**Conjunto de tarefas:**
- 1) Liste todos os países que o texto extraído indica como integrantes dos BRICS.
- 2) Explique, conforme o texto extraído, por que a caracterização de declínio dos Estados Unidos como principal potência é considerada equivocada.

Os novos desenvolvimentos
políticos prenunciam uma aceleração da crise na China, em especial
uma crise de seu sistema político. O enfrentamento dos Estados
Unidos versus China ocorre quando se desenvolve uma intensa fratura
na burguesia norte-americana, de um lado, e algo similar na
burocracia da China, de outro. A transição internacional em curso
abre uma crise de poder na maioria das principais nações. Antes que
se desenvolva a possibilidade de uma guerra em que se enfrentem a
China e os Estados Unidos como protagonistas principais, será
necessário unificar a burguesia e a burocracia dos respectivos
países e, de um modo geral, transformar o regime político
democrático que caracteriza aos países capitalistas avançados.
Muitas
caracterizações do processo atual fazem referência a uma
declinação ou decadência dos Estados Unidos como a principal
potência na liderança do sistema capitalista mundial. Essa
caracterização supõe o ascenso de alguma potência rival, o que,
até o momento, não ocorre. Muito pelo contrário: os BRICS (Brasil,
Rússia, China, Índia e África do Sul) perderam a sua vigência; o
Brasil e a Índia guinaram para a órbita norte-americana em suas
mudanças recentes de governo. A União Europeia atravessa uma
desintegração prolongada. A profundidade da bancarrota capitalista
mundial tem acentuado dependência dos Estados capitalistas e
restauracionistas (que estão em processo de restauração
capitalista) com relação aos Estados Unidos. Que é o único pais
que conta com bancos de investimento. O dólar tem alcançado um pico
máximo de participação nas transações comerciais e financeiras
internacionais. A impressão de uma declinação do imperialismo
ianque é uma leitura distorcida pela enorme declinação histórica
do capitalismo mundial.
Não
nos encontramos diante de uma fase de substituição da liderança
mundial. Assistimos à desintegração do bloco político formado
pelas nações capitalistas logo após a Segunda Guerra Mundial. As
vacilações que guiaram a política norte-americana nesta aliança é
uma coisa do passado. Trump pretende inaugurar a política do
garrote, estrangulando assim as políticas divergentes, no seio do
que foi a "aliança do ocidente".

**Dados fornecidos:**
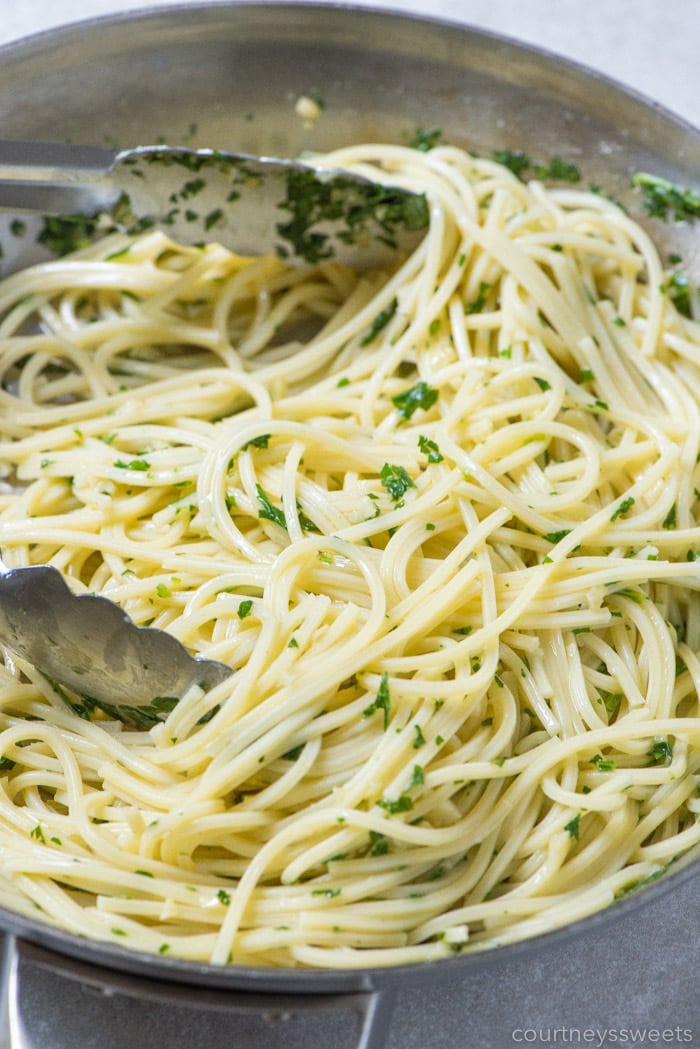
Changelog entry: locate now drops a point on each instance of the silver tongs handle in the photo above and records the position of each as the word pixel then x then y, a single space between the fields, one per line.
pixel 56 178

**Respostas por tarefa:**
- 1) Brasil, Rússia, China, Índia e África do Sul.

- 2) Essa caracterização supõe o ascenso de alguma potência rival, o que até o momento não ocorreu. Os BRICS perderam a vigência, o Brasil e a Índia guinaram para a órbita norte-americana e a União Europeia atravessa uma desintegração prolongada. Além disso, a impressão de declínio é uma leitura distorcida pela enorme declinação histórica do capitalismo mundial.